Work to do: Repeat the data below word for word, starting at its first line and ending at the line that contains "[235,60,303,122]", with both of those lines included.

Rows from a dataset
+++++

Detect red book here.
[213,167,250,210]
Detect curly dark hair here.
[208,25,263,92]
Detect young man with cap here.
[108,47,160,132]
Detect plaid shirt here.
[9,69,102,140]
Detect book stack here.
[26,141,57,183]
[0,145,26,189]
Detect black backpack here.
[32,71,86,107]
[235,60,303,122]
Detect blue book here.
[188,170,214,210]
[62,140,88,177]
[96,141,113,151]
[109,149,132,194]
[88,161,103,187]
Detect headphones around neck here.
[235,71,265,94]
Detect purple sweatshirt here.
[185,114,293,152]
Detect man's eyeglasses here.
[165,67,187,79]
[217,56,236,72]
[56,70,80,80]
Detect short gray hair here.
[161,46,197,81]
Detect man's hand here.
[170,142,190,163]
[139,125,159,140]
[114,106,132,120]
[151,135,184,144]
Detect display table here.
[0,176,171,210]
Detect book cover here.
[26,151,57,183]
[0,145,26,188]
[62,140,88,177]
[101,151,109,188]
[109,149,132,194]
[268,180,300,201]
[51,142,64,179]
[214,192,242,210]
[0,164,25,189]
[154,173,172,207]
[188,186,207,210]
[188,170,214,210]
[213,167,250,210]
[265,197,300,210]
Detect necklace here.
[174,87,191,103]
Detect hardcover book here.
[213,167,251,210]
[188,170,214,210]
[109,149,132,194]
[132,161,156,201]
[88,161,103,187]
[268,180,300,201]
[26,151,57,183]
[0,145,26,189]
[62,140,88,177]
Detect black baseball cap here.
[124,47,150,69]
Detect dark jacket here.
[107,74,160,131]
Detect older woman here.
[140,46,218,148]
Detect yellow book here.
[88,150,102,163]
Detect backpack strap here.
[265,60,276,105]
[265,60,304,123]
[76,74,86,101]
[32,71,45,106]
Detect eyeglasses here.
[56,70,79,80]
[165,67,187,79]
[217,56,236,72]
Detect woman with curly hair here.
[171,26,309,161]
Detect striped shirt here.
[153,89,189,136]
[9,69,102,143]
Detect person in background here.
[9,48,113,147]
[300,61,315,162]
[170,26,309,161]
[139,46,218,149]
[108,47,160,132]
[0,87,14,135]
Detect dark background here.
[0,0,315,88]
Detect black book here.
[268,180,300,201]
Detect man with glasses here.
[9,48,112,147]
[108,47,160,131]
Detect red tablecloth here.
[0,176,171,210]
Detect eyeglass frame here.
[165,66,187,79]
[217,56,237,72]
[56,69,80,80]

+++++

The solution:
Detect red book here.
[213,167,250,210]
Detect curly dark hair here.
[208,25,263,92]
Detect young man with cap here.
[108,47,160,132]
Detect plaid shirt here.
[9,69,102,140]
Detect book stack here.
[26,141,57,183]
[0,145,26,189]
Detect black backpack here.
[32,71,86,107]
[235,60,303,122]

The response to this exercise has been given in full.